> [REQUIRED ACTIONS]
a) List every requirement that the scholarships announcement says an entrant must meet.
b) Summarize the scholarships announcement in two sentences.

> [TEXT SECTION]
------------------------------

Diamond Jubilee Scholarships launched to help address key skills shortage
The Institution of Engineering & Technology (IET), Europe’s biggest professional engineering body, has launched a new scholarships programme aimed at those embarking upon an IET accredited engineering or technology UK degree course in 2013.

The Diamond Jubilee Scholarships are named in honour of the IET’s patron, Her Majesty the Queen, and aim to help address the science, technology, engineering and maths (STEM) skills shortage in the UK.

Professor Andy Hopper, IET Deputy President, said: "The main aim of the initiative is to encourage the brightest and best students to study IET accredited courses, which will put them on a path that is not only challenging and rewarding, but is also vital to future prosperity.  One of the important roles of the Institution of Engineering and Technology is to catalyse and promote interactions between industry and academia. In the current economic climate, the flow of ideas, knowledge, and skilled people from universities into industry is more important than at any time in recent history. The role to be played by the IET in this respect assumes even greater importance and the IET's Board of Trustees has made a significant commitment to the next generation of engineers".

Entry opens for applications in January 2013. Students who meet the minimum criteria will be entitled to an IET scholarship of £1,000 per year for the duration of their degree course. Entrants will need to have achieved 3 ‘A’ grades at A-level; must be embarking upon an IET accredited programme from September or October 2013; a UK resident; and not in receipt of another IET scholarship or grant.

In 2011 the IET provided over £500,000 in awards, prizes and scholarships to promote excellence and research in the sector, endorse women entering the profession and encourage the next generation of engineers and technicians.

------------------------------

> [DATA EXCERPTS]
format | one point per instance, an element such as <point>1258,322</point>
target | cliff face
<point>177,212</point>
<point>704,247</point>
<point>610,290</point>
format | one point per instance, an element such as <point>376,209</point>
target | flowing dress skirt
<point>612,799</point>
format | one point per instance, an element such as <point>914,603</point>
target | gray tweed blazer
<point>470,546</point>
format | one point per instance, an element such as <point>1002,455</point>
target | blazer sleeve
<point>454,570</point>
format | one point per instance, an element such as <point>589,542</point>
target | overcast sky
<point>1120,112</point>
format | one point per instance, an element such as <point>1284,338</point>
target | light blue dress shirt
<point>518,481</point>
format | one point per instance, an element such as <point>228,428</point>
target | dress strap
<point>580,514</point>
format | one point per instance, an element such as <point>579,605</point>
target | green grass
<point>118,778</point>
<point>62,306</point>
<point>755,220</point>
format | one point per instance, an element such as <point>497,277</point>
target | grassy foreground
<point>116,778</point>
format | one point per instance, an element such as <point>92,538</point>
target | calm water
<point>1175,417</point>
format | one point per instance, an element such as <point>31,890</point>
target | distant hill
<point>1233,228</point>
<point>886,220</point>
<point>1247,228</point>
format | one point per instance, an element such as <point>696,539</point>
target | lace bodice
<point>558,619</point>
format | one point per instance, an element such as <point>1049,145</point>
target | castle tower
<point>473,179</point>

------------------------------

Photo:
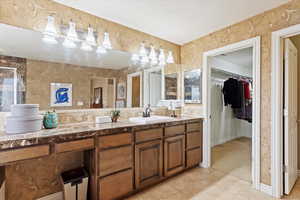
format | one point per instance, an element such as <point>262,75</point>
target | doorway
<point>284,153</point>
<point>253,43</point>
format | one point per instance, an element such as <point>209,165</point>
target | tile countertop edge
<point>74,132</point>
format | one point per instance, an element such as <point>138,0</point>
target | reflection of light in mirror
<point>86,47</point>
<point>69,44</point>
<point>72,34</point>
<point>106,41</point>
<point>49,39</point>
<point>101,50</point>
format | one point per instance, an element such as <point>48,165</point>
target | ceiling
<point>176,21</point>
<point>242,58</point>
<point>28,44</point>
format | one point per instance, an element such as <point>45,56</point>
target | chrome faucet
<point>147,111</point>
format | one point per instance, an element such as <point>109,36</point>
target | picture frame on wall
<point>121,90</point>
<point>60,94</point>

------------------------------

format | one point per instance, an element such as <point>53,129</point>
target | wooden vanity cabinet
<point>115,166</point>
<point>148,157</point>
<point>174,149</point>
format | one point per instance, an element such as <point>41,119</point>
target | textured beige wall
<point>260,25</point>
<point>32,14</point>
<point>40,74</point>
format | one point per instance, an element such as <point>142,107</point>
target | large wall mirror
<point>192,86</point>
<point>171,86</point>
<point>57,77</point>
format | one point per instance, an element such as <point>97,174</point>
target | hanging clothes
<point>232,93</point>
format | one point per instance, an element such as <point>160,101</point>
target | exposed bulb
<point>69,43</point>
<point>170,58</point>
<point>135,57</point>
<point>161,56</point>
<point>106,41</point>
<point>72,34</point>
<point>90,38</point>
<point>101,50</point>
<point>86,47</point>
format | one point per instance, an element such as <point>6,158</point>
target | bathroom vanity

------------------------------

> [ANSWERS TO THE TASKS]
a)
- Have achieved 3 'A' grades at A-level
- Be embarking upon an IET accredited program from September or October 2013
- Be a UK resident
- Not be in receipt of another IET scholarship or grant

b) The Institution of Engineering & Technology has launched the Diamond Jubilee Scholarships, named for its patron, Her Majesty the Queen, to help address the UK's STEM skills shortage by encouraging top students to take IET accredited engineering or technology degree courses starting in 2013. Applications open in January 2013, and students who meet the minimum criteria, including 3 'A' grades at A-level and UK residency, will receive £1,000 per year for the duration of their degree.